— begin Records for this task —
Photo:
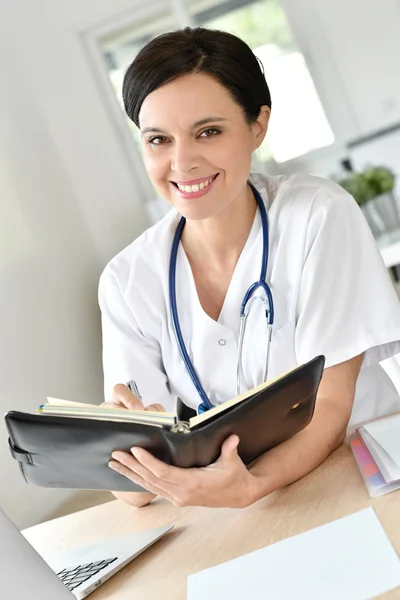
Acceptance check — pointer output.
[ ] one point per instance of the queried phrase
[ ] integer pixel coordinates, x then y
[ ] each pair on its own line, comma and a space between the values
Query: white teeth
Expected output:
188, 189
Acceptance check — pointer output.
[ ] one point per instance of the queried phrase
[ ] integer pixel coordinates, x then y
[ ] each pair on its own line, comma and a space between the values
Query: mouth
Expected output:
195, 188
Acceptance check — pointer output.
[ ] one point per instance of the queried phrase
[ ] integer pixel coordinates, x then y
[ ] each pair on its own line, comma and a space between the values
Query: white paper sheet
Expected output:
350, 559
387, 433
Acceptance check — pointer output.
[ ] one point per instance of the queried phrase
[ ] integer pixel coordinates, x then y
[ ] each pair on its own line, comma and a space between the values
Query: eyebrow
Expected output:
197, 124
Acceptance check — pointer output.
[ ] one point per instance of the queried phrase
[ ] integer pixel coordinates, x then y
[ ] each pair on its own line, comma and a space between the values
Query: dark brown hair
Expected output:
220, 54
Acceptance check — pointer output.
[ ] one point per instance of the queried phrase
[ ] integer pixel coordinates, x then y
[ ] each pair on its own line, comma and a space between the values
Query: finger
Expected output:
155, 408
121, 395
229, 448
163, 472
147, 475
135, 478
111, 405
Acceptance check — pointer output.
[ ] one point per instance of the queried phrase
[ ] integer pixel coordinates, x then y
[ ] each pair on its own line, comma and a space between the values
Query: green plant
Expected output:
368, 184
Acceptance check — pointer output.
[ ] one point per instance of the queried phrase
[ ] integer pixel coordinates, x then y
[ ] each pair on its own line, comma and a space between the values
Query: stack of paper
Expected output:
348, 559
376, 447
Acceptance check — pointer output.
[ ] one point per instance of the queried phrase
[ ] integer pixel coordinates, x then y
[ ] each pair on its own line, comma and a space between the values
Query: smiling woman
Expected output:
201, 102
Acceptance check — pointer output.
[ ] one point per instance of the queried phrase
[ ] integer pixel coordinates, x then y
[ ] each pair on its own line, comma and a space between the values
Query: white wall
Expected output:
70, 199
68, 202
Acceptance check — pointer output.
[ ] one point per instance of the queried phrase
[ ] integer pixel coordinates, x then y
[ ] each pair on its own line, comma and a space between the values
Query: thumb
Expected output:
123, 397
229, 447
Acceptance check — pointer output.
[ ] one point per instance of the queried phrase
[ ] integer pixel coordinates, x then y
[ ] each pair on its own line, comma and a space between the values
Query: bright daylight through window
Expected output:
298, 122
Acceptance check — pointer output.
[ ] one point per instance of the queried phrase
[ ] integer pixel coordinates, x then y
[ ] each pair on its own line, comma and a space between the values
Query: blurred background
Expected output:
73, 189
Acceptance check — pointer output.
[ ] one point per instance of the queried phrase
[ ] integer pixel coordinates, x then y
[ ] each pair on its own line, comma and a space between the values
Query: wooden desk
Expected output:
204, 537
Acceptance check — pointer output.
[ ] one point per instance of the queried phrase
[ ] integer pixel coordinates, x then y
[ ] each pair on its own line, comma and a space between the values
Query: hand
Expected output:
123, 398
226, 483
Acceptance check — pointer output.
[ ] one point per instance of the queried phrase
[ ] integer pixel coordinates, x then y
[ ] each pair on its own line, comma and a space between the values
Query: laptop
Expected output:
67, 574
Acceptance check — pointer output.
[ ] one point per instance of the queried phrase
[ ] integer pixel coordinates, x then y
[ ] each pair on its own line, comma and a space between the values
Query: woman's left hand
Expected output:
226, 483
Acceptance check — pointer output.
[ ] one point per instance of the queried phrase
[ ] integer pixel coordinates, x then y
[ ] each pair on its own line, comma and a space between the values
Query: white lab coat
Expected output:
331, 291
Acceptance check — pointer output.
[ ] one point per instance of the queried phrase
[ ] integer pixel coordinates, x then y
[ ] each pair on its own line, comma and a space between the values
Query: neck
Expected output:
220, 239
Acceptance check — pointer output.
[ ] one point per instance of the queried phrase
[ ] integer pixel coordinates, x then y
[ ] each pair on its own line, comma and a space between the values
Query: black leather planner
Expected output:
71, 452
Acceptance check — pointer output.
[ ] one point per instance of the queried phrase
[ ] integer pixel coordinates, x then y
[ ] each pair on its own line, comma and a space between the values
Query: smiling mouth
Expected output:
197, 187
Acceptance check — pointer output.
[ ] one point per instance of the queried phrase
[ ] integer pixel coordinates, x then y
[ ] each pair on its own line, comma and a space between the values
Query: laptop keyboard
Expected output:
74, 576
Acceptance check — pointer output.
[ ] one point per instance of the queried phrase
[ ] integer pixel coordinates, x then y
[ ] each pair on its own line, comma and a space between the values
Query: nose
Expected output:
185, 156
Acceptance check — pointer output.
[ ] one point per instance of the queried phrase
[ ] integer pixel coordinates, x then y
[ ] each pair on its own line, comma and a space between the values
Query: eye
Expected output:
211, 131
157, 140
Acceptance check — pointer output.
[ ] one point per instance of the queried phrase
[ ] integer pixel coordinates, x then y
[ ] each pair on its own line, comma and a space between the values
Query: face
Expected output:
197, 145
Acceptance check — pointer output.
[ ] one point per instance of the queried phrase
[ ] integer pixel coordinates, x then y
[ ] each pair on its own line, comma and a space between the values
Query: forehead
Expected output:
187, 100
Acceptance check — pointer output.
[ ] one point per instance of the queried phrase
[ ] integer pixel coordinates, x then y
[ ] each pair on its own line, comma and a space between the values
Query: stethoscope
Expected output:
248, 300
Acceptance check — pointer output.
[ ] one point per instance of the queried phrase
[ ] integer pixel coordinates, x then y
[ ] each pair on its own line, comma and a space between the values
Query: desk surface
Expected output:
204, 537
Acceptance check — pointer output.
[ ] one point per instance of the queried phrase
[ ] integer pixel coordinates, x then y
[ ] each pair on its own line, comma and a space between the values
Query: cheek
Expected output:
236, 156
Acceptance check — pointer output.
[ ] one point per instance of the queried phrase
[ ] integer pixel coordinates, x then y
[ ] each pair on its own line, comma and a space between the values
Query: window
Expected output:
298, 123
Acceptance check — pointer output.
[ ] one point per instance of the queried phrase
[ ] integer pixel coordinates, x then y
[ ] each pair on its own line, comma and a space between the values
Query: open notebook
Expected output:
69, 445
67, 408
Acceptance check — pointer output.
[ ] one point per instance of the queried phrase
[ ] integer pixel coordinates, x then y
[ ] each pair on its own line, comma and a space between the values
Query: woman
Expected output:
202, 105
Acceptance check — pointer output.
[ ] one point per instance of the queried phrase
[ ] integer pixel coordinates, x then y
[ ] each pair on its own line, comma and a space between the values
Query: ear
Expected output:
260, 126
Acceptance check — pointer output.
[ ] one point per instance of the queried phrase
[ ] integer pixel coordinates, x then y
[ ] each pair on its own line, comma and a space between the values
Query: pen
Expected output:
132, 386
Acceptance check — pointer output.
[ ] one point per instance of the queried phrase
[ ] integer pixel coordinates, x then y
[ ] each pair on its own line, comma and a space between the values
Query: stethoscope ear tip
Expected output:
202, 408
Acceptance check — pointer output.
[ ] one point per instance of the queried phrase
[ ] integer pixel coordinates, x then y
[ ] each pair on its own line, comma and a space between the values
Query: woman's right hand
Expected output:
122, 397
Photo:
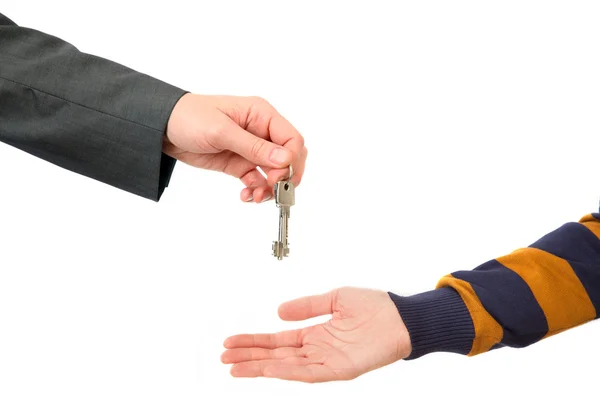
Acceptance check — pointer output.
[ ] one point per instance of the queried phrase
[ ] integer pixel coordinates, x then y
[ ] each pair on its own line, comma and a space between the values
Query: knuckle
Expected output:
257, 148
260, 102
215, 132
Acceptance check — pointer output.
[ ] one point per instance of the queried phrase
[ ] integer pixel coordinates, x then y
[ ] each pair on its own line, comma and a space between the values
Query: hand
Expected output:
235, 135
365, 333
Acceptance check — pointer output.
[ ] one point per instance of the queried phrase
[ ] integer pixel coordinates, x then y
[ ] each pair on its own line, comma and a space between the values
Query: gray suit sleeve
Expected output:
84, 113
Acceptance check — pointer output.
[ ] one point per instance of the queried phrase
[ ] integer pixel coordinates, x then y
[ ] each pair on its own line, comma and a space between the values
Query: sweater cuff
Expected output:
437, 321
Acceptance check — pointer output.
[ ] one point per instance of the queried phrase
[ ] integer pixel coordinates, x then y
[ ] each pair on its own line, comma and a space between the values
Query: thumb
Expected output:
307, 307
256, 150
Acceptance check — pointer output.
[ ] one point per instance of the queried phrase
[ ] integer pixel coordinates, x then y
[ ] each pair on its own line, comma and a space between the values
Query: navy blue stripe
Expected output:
— end Records for this task —
* Written task *
Count the lines in the data above that contain the string "woman", treating uppercase and lowercase as different. Give only the number.

* Correct output *
4